Pull from the records below each line that contains the string "taillight", and copy those lines unchanged. Treat uppercase and lowercase as different when matching.

╭──

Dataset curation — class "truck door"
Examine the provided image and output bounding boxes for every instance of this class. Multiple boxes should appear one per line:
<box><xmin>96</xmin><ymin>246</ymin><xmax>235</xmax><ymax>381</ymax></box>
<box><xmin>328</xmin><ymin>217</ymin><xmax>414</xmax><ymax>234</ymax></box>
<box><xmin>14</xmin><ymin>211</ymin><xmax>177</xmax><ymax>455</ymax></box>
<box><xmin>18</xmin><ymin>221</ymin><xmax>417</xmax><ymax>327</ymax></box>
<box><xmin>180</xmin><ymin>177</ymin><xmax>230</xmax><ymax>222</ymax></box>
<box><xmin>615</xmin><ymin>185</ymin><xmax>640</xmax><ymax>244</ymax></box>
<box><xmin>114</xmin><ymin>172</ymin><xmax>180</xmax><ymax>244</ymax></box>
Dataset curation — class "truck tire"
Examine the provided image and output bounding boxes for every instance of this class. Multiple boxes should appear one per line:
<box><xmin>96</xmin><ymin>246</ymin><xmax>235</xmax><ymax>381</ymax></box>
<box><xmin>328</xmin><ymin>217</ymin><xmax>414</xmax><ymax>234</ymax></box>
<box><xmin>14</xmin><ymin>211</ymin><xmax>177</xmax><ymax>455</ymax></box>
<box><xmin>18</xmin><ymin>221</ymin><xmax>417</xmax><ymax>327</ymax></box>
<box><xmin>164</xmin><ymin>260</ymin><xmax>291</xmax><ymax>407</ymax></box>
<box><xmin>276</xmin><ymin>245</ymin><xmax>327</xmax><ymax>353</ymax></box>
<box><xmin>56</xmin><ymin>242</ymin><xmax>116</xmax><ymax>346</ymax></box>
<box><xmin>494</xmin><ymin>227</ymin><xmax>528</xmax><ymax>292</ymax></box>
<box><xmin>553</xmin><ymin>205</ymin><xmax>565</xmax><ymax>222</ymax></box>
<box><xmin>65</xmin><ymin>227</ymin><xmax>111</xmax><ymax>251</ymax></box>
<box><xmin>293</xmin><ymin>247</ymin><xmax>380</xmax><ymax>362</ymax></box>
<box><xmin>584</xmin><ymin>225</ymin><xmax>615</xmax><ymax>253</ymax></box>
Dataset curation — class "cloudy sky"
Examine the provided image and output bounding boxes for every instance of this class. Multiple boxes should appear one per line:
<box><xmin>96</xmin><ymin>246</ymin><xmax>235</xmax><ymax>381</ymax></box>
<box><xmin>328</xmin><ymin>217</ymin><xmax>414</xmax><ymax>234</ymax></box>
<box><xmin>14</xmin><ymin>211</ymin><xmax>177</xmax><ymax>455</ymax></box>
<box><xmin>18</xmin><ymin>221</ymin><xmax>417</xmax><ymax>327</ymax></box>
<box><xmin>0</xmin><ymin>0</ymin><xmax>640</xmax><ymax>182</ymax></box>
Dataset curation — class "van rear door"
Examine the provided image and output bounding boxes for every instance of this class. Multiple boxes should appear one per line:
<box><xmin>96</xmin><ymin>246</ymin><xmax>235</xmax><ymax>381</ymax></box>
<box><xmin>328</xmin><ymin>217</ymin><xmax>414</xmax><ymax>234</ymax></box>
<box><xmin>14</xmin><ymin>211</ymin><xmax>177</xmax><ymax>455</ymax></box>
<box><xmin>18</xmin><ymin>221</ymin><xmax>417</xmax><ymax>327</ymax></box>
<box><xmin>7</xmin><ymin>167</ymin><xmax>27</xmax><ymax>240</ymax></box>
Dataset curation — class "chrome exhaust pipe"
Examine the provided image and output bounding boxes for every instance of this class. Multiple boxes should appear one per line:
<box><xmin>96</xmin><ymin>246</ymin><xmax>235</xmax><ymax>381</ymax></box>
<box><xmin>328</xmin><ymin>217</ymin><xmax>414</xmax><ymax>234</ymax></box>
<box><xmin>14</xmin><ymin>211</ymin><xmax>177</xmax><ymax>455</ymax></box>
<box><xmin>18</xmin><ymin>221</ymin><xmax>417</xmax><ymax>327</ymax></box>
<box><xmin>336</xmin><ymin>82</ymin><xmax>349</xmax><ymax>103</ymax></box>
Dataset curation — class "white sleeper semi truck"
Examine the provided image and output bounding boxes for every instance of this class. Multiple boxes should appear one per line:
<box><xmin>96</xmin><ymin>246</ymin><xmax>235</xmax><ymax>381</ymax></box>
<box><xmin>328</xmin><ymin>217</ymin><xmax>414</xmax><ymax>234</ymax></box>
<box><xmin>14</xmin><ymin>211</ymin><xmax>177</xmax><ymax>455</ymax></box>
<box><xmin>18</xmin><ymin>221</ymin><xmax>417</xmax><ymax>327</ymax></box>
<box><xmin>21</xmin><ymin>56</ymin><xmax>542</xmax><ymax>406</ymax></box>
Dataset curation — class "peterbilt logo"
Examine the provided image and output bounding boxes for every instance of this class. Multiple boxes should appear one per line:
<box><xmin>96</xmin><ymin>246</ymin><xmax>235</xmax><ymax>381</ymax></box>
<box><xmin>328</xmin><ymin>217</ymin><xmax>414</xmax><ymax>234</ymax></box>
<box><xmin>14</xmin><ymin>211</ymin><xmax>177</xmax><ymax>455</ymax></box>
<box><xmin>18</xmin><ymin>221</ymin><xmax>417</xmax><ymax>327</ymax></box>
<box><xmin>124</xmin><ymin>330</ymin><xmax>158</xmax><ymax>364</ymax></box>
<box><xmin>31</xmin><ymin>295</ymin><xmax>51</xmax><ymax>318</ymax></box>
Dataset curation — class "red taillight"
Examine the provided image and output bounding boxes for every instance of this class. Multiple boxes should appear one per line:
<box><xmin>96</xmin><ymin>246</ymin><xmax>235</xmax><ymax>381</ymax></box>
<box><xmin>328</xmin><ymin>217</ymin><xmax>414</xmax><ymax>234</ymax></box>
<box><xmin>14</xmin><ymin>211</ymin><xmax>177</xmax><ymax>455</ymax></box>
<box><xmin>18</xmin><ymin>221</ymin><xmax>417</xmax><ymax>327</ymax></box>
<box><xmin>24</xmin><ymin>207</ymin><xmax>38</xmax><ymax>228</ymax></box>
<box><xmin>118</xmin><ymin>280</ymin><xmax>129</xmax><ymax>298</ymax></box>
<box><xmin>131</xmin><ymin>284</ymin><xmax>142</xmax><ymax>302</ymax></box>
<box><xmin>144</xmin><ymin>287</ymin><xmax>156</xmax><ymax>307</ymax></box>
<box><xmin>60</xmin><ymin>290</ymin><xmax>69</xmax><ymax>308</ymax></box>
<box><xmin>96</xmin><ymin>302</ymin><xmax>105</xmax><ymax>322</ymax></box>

╰──
╭──

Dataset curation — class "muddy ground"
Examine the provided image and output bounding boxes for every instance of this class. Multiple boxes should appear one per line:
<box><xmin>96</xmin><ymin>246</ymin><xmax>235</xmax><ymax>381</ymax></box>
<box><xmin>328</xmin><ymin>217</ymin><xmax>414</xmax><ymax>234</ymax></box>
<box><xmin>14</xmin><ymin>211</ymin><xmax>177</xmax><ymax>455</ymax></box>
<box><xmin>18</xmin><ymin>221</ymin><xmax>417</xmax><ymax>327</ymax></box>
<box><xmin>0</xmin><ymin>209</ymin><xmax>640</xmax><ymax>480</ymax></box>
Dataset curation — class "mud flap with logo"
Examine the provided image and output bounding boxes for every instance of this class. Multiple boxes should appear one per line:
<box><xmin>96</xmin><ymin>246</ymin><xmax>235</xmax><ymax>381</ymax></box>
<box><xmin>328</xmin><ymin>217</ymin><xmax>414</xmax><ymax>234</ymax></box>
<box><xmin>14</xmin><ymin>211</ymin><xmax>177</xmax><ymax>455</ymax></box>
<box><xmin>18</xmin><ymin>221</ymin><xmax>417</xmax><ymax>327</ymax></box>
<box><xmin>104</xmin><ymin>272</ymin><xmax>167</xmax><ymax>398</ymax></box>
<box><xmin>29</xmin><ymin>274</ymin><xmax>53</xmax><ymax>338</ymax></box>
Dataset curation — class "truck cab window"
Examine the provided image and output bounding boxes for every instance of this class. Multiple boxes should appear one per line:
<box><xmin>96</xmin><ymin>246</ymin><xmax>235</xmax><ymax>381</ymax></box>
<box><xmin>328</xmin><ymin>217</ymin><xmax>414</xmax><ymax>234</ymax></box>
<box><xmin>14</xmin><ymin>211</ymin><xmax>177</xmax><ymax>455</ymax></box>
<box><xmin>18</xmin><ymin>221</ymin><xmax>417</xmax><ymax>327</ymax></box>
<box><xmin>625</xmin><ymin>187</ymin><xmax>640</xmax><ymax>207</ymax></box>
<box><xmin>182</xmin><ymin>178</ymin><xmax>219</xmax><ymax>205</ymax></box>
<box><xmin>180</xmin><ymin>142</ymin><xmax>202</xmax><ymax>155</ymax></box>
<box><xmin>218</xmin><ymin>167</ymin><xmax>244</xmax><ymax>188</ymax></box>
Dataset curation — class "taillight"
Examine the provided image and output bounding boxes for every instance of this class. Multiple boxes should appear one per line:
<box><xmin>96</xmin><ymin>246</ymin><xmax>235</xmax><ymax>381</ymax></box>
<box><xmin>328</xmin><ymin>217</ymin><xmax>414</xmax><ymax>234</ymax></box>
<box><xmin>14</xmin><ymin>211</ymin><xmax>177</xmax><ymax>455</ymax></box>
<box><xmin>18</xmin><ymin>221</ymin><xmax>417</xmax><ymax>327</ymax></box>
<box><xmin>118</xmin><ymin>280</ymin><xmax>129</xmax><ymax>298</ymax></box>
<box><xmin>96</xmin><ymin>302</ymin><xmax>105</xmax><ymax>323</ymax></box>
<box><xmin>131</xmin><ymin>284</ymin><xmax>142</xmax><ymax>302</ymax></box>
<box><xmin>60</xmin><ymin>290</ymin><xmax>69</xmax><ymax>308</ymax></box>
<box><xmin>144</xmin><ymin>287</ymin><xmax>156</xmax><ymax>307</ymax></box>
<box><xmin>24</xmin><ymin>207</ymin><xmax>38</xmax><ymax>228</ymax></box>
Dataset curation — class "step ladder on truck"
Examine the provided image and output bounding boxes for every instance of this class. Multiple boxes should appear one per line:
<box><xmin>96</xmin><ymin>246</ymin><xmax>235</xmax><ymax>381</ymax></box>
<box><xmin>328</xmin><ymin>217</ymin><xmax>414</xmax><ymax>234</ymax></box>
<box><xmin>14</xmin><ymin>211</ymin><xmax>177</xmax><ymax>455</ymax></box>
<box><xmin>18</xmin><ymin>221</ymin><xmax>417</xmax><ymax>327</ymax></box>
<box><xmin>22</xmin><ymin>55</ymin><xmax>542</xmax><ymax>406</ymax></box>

╰──

• _Final result_
Dataset curation — class "red taillight"
Dataset curation — class "taillight"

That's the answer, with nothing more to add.